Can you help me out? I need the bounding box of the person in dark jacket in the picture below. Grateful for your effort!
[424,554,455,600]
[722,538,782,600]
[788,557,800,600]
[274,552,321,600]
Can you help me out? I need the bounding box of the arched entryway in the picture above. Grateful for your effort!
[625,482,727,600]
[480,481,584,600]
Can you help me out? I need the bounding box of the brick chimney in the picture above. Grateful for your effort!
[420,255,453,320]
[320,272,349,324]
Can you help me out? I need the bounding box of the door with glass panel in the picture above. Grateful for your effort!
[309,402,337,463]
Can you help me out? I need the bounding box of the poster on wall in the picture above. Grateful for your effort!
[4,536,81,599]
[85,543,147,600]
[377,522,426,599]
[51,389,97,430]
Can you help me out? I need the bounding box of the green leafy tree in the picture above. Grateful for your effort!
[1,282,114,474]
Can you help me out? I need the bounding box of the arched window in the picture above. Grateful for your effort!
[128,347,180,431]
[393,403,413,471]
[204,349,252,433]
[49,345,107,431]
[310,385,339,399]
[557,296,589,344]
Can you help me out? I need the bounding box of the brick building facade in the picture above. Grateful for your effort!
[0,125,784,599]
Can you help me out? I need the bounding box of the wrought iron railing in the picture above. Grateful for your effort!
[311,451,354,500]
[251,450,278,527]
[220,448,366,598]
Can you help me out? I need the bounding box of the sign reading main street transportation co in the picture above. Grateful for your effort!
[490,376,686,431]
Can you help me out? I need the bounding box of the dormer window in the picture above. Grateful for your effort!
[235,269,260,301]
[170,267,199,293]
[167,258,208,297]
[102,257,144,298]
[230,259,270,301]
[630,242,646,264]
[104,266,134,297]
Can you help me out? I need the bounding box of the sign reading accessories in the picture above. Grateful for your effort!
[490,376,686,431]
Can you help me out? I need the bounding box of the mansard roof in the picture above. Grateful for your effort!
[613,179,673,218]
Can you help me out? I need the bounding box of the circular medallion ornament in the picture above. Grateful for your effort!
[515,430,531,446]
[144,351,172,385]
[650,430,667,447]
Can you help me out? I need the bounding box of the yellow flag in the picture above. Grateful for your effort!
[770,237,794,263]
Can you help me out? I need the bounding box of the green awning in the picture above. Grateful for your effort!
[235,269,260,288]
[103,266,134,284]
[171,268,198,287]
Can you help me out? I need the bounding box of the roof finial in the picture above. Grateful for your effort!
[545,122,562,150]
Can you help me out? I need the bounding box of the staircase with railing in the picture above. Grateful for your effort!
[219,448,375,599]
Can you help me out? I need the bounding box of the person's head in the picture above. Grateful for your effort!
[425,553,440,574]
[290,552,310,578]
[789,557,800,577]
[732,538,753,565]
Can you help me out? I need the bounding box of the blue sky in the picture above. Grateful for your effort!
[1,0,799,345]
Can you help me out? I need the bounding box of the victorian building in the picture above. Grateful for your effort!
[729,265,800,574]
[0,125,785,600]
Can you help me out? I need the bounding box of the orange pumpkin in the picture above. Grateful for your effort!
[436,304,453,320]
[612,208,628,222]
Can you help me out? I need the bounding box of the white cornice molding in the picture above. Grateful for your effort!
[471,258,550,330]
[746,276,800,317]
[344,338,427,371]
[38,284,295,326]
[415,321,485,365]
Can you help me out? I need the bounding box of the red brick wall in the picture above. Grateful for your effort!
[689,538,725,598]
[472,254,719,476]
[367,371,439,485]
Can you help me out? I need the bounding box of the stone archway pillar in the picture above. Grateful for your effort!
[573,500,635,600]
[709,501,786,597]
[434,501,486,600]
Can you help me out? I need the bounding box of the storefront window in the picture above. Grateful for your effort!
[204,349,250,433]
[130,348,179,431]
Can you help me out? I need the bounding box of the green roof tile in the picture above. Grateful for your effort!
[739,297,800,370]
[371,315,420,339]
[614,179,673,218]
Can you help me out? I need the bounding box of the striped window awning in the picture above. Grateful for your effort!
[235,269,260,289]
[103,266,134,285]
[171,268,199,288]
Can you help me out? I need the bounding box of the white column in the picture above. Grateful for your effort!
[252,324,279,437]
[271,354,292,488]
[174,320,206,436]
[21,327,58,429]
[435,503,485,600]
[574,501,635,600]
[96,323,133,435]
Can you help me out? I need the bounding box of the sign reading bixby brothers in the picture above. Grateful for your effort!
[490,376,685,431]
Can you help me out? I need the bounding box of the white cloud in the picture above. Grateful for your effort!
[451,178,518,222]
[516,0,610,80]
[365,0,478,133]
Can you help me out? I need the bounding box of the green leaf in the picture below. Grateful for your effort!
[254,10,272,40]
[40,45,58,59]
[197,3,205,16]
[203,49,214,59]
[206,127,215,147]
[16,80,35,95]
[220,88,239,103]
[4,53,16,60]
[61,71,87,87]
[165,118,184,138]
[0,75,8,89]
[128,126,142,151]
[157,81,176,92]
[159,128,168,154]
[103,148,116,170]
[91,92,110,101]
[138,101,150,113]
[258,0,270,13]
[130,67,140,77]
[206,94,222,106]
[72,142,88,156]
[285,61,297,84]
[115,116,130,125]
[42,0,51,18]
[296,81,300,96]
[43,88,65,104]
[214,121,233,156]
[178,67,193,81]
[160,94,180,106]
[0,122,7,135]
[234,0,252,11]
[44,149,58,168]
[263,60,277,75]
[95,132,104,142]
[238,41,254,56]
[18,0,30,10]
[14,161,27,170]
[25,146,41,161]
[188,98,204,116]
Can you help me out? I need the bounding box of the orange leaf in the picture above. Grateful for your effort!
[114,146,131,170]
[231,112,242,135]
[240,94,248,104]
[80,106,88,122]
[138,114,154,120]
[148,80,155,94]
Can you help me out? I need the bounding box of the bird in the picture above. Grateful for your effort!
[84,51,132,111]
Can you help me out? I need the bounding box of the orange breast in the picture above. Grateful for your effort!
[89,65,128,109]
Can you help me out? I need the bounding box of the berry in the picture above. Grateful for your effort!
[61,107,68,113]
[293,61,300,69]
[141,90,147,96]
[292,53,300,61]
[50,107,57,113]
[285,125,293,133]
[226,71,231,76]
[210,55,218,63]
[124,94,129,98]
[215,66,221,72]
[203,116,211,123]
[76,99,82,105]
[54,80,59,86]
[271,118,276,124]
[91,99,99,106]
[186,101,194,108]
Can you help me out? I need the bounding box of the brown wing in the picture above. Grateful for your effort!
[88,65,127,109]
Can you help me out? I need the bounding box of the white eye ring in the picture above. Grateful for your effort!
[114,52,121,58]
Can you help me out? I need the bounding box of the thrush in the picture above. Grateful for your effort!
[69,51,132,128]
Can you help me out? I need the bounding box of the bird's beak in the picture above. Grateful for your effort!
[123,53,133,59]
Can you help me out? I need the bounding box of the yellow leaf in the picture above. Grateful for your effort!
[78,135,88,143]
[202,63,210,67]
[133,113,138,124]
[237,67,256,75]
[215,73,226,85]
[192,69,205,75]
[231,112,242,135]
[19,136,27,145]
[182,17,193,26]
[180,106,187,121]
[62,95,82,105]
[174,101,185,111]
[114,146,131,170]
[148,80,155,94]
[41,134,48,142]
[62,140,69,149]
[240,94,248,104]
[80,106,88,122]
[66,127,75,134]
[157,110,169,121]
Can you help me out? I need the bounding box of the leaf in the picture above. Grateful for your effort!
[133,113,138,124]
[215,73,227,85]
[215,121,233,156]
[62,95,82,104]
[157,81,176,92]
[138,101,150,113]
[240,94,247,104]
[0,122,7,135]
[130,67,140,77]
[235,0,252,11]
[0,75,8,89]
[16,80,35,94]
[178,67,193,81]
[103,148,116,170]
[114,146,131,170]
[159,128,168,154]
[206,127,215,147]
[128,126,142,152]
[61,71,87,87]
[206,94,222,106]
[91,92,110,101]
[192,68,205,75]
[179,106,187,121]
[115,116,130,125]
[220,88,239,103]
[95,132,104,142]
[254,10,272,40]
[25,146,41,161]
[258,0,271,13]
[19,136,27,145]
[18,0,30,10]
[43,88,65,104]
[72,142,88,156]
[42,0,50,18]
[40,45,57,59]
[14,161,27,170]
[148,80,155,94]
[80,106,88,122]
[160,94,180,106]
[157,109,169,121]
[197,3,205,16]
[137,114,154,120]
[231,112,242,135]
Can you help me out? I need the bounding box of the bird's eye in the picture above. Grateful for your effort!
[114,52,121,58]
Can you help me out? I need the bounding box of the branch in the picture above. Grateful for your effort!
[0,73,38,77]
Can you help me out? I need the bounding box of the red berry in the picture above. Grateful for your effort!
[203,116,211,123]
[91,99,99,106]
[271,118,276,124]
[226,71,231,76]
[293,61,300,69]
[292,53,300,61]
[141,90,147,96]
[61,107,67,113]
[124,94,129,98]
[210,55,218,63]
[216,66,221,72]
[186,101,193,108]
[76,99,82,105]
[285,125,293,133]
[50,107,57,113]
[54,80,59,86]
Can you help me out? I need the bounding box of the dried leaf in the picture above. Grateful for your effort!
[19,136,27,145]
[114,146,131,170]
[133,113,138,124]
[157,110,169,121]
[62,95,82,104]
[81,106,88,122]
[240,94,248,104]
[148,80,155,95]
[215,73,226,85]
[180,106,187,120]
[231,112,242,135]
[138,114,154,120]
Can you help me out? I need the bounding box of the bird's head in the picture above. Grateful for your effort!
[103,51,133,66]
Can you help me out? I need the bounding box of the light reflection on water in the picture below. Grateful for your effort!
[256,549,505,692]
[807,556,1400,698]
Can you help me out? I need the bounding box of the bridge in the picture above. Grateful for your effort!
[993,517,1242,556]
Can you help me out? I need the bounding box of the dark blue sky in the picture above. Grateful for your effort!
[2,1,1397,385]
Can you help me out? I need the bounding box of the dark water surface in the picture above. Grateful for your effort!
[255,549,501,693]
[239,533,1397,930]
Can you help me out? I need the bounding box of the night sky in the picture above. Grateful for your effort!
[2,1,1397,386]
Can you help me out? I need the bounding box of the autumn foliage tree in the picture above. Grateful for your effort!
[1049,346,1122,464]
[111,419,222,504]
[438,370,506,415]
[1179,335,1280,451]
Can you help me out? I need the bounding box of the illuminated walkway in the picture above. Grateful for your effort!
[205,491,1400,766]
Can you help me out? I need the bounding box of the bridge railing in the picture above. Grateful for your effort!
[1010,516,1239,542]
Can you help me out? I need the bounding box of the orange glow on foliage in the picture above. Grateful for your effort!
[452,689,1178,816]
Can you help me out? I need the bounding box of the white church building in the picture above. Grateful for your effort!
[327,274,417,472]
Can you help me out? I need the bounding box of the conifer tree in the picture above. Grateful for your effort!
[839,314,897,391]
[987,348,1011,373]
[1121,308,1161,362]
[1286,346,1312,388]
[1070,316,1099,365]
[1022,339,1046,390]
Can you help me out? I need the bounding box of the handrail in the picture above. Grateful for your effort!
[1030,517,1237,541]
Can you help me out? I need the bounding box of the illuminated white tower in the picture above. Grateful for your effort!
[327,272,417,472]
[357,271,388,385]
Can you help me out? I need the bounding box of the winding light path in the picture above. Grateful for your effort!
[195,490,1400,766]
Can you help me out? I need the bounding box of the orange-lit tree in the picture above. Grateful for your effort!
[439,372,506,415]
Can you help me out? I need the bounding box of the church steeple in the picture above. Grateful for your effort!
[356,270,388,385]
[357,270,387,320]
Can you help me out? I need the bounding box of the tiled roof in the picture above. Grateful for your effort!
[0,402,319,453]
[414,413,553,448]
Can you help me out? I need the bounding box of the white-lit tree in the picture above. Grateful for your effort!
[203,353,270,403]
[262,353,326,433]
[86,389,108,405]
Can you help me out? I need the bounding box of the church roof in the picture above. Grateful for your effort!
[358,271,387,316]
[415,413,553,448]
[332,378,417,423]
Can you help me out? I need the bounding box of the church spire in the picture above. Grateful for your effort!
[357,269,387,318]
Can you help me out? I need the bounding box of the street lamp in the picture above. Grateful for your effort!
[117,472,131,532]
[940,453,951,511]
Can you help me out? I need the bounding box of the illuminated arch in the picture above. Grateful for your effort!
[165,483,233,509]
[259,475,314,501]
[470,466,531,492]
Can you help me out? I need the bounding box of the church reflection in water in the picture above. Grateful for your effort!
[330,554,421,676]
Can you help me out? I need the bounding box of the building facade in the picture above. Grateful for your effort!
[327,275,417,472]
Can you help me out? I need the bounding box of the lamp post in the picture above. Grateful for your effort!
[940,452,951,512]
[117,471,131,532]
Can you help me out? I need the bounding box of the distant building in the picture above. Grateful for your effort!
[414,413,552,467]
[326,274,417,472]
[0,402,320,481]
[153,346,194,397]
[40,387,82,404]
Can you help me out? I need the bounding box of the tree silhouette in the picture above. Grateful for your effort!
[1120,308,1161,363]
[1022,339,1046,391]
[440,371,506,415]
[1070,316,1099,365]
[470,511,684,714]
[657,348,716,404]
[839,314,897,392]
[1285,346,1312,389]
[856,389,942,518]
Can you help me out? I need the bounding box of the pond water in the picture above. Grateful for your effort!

++++++

— TASK GOAL —
The expected output is the run of lines from the one that includes "of the lamp" through the end of the listing above, exactly as they stand.

— EXERCISE SOLUTION —
Can you help me out? I need the bounding box of the lamp post in the picture above. Grateful for your effort!
[940,452,951,512]
[117,471,131,532]
Can you help me out? I need the bounding box of the distant building in the picture above. Grateful for your effort!
[414,413,552,467]
[326,274,417,472]
[0,402,320,481]
[153,346,194,397]
[40,387,82,404]
Can you help me out? I need the bounding box of the tree silhouette in the picture above. Grateful for your effort!
[1120,308,1161,363]
[1022,339,1046,391]
[440,371,506,415]
[1070,316,1099,365]
[470,511,684,714]
[657,348,716,404]
[839,314,897,392]
[1285,346,1312,389]
[856,389,942,518]
Can you help me out? I need the bounding box of the pond water in the picture above. Grateful for your effort!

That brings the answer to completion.